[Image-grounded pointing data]

*** Block opens ***

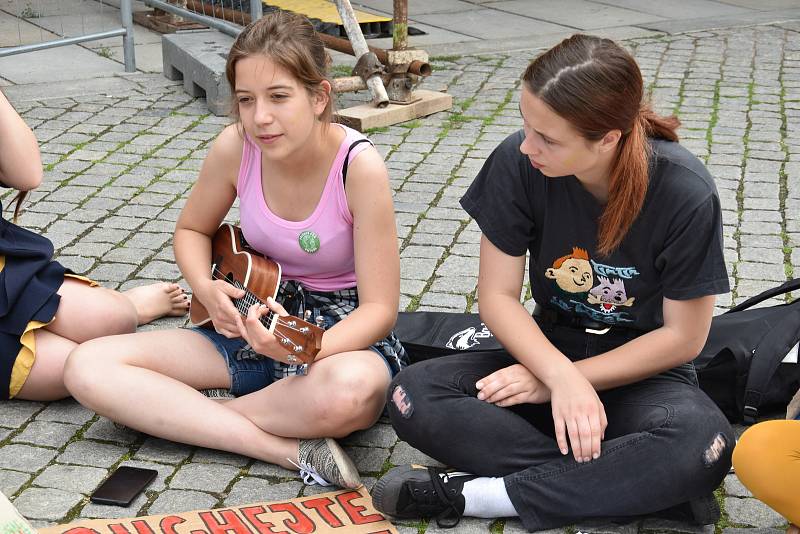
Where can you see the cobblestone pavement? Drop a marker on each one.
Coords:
(119, 168)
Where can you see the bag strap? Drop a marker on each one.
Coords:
(347, 157)
(764, 361)
(786, 287)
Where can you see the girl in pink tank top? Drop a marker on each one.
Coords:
(315, 197)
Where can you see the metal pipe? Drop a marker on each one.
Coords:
(224, 27)
(400, 25)
(353, 30)
(61, 42)
(348, 84)
(420, 68)
(128, 50)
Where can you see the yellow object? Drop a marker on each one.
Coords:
(322, 10)
(27, 352)
(767, 462)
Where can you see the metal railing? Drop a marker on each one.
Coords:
(33, 10)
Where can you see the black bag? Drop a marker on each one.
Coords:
(427, 335)
(740, 366)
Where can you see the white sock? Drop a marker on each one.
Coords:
(487, 497)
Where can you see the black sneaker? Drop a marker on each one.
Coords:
(410, 492)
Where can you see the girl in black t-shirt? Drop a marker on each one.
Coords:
(594, 411)
(45, 310)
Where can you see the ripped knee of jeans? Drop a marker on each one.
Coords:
(401, 400)
(714, 451)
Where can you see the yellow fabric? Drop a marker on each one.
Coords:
(27, 352)
(767, 462)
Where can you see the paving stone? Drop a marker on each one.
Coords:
(404, 453)
(92, 453)
(176, 501)
(66, 411)
(46, 503)
(752, 512)
(73, 478)
(11, 481)
(253, 489)
(207, 477)
(105, 430)
(163, 451)
(46, 433)
(14, 413)
(25, 458)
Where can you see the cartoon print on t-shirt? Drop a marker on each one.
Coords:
(574, 276)
(609, 294)
(573, 272)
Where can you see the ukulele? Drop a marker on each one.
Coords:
(235, 262)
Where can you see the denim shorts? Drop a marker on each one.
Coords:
(251, 371)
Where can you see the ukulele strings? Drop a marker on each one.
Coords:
(243, 305)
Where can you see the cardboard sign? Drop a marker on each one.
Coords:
(11, 522)
(348, 511)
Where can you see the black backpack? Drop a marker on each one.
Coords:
(740, 366)
(427, 335)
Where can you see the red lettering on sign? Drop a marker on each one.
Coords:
(354, 510)
(301, 524)
(251, 513)
(322, 505)
(168, 523)
(230, 522)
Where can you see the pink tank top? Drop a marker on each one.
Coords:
(318, 252)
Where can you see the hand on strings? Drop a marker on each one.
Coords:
(578, 415)
(216, 296)
(512, 385)
(259, 337)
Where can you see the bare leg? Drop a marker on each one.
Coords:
(148, 381)
(45, 381)
(157, 300)
(341, 394)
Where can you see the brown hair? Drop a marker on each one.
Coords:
(289, 40)
(596, 85)
(577, 253)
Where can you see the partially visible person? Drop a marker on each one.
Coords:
(767, 461)
(45, 310)
(594, 410)
(313, 196)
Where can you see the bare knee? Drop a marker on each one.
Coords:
(348, 403)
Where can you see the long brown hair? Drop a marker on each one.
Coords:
(289, 40)
(596, 85)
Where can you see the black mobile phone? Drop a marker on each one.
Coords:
(123, 485)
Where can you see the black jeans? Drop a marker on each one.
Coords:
(666, 442)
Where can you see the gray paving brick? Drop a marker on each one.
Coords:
(175, 501)
(11, 481)
(207, 477)
(46, 433)
(752, 512)
(46, 503)
(163, 451)
(92, 453)
(76, 479)
(14, 413)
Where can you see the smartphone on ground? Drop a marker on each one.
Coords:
(123, 485)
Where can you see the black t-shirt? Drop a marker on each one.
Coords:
(673, 249)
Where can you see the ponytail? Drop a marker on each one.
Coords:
(629, 177)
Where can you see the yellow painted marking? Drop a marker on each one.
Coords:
(323, 10)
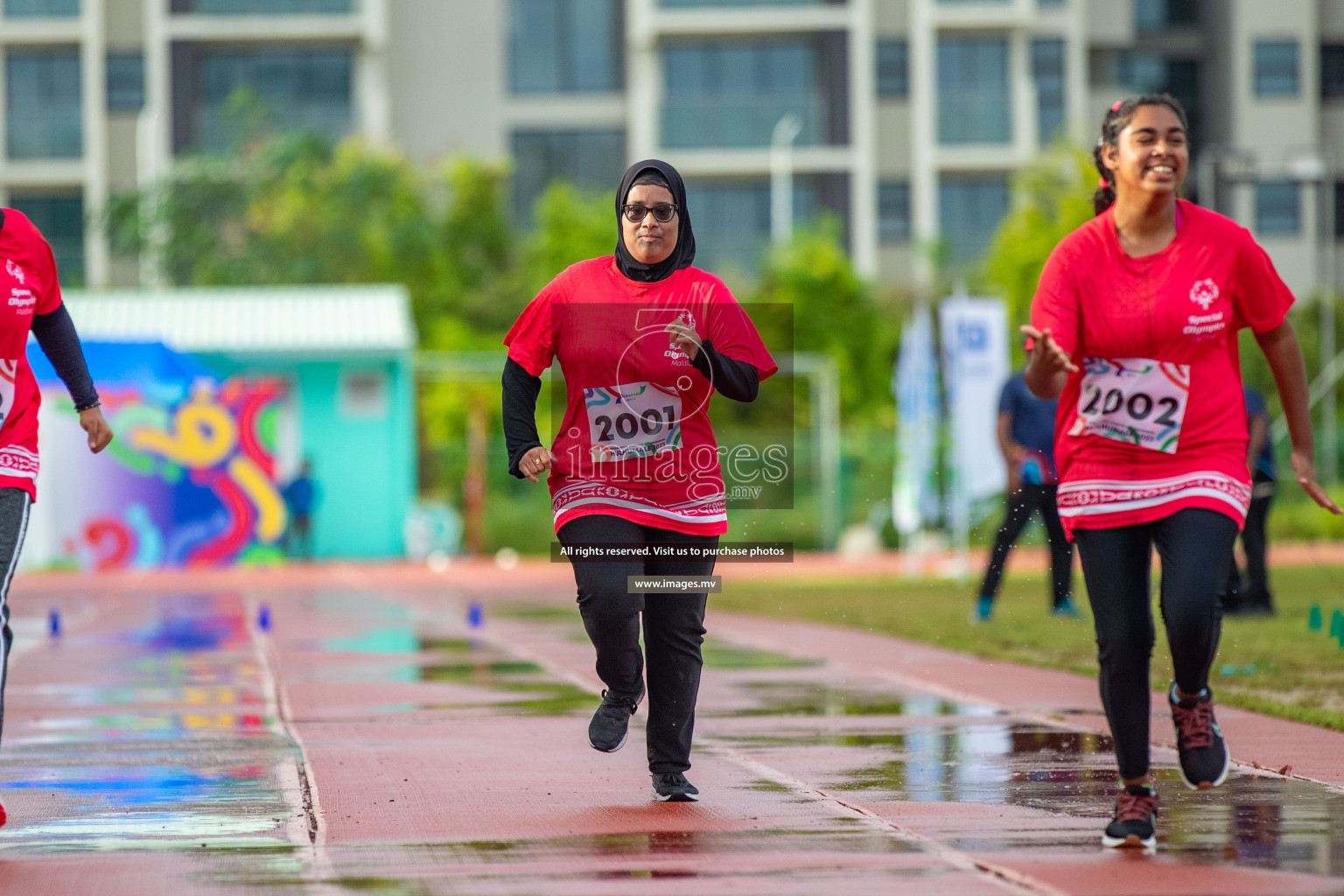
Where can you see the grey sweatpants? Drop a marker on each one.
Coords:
(14, 526)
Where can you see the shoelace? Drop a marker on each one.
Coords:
(616, 702)
(1136, 808)
(1195, 723)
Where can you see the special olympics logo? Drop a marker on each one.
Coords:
(1203, 293)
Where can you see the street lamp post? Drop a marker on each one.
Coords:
(781, 178)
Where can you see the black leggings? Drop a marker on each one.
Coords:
(1022, 504)
(674, 630)
(1195, 547)
(14, 526)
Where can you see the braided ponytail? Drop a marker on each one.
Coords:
(1115, 121)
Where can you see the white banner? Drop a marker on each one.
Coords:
(913, 494)
(975, 364)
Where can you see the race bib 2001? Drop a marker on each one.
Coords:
(634, 419)
(1136, 401)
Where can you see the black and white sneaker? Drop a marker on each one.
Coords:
(1199, 740)
(1135, 820)
(611, 725)
(672, 788)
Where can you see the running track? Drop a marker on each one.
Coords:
(371, 740)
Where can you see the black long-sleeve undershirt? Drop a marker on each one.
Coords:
(55, 333)
(732, 379)
(521, 391)
(737, 381)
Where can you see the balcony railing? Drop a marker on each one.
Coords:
(265, 7)
(704, 121)
(50, 133)
(40, 8)
(220, 130)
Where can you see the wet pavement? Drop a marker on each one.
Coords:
(351, 731)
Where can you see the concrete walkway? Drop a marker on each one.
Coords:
(344, 730)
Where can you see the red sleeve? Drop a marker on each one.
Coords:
(1055, 304)
(531, 340)
(39, 250)
(735, 336)
(1261, 298)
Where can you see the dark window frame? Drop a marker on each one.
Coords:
(1269, 226)
(130, 69)
(1269, 83)
(892, 63)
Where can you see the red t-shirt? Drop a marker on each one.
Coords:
(1155, 422)
(636, 439)
(29, 284)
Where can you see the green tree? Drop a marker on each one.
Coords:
(1050, 199)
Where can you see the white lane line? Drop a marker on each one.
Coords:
(1008, 878)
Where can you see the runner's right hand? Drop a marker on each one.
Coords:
(1304, 468)
(1046, 354)
(536, 462)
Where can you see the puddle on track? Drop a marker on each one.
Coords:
(203, 770)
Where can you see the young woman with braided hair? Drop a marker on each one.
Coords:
(1133, 328)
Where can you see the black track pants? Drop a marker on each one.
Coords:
(14, 526)
(1196, 549)
(674, 630)
(1022, 504)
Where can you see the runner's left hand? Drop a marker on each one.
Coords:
(1306, 471)
(686, 339)
(93, 424)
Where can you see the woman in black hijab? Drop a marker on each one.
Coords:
(642, 339)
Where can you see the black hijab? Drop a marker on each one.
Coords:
(684, 251)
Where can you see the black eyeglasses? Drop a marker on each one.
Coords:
(634, 213)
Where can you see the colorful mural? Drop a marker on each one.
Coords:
(190, 480)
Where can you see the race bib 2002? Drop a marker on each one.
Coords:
(1136, 401)
(634, 419)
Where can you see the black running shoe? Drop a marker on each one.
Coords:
(611, 723)
(1199, 740)
(674, 788)
(1135, 818)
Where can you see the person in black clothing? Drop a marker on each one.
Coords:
(1254, 598)
(1027, 441)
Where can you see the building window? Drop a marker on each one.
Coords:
(1276, 67)
(363, 394)
(894, 211)
(732, 93)
(592, 158)
(125, 80)
(1278, 208)
(1332, 70)
(973, 100)
(40, 8)
(970, 210)
(1152, 15)
(241, 92)
(263, 7)
(42, 103)
(732, 216)
(1047, 67)
(60, 220)
(564, 46)
(892, 69)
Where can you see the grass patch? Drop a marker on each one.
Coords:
(1298, 673)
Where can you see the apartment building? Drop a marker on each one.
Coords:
(910, 115)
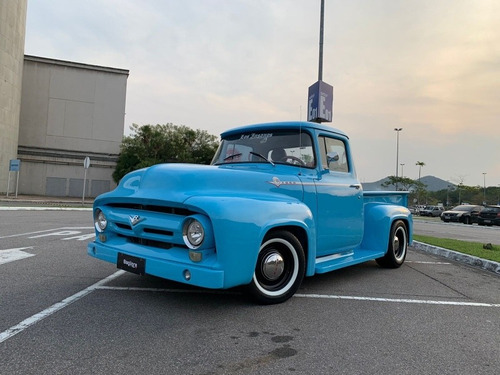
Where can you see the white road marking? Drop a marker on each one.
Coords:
(10, 255)
(422, 262)
(45, 231)
(399, 300)
(61, 233)
(45, 209)
(318, 296)
(18, 328)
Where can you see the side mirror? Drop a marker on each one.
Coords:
(332, 157)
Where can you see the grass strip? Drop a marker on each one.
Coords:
(471, 248)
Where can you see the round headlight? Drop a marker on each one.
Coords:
(100, 221)
(193, 234)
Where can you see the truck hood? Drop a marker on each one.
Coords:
(177, 182)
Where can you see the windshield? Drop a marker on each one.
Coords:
(275, 147)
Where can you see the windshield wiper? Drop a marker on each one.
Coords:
(261, 156)
(232, 156)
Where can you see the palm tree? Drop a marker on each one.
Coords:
(420, 165)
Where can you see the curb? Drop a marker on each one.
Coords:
(487, 265)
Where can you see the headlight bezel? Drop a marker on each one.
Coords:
(100, 220)
(193, 233)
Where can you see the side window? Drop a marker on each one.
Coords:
(333, 154)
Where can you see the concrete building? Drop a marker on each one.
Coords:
(12, 33)
(69, 111)
(54, 114)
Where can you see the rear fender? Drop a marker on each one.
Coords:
(378, 222)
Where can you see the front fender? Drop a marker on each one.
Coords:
(378, 222)
(240, 224)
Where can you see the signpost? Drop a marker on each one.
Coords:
(320, 95)
(14, 166)
(86, 165)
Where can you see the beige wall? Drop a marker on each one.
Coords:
(12, 32)
(69, 111)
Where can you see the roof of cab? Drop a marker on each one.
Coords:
(283, 125)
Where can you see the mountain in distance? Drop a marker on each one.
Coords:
(433, 184)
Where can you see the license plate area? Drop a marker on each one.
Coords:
(131, 264)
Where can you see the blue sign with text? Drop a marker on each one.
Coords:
(320, 102)
(14, 165)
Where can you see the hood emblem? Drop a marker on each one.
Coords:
(135, 219)
(276, 182)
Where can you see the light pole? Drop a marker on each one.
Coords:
(397, 130)
(484, 187)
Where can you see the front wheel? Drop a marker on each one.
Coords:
(280, 268)
(398, 246)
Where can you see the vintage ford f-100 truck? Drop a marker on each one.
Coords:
(280, 201)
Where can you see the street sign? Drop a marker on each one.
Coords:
(14, 165)
(320, 102)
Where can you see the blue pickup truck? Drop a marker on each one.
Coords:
(279, 202)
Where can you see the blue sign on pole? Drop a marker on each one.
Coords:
(14, 165)
(320, 102)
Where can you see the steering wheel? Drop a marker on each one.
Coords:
(293, 158)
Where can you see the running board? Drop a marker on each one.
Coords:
(345, 259)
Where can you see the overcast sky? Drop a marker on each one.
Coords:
(431, 67)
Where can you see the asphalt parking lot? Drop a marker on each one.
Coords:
(64, 312)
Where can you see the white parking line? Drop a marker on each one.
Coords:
(45, 231)
(18, 328)
(319, 296)
(422, 262)
(399, 300)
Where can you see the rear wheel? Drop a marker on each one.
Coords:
(280, 268)
(398, 246)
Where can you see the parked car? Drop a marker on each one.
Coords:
(281, 201)
(490, 215)
(465, 213)
(433, 211)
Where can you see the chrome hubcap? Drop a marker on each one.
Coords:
(395, 243)
(273, 266)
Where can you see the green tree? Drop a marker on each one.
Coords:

*** Block closes ***

### TASK REQUIREMENTS
Those lines of the records that contain the string "runner" should be identified and copied.

### SOLVED PROBLEM
Where can you see the runner's right hand? Drop a marker on each one.
Where can you see the runner's left hand? Drop a marker on each one.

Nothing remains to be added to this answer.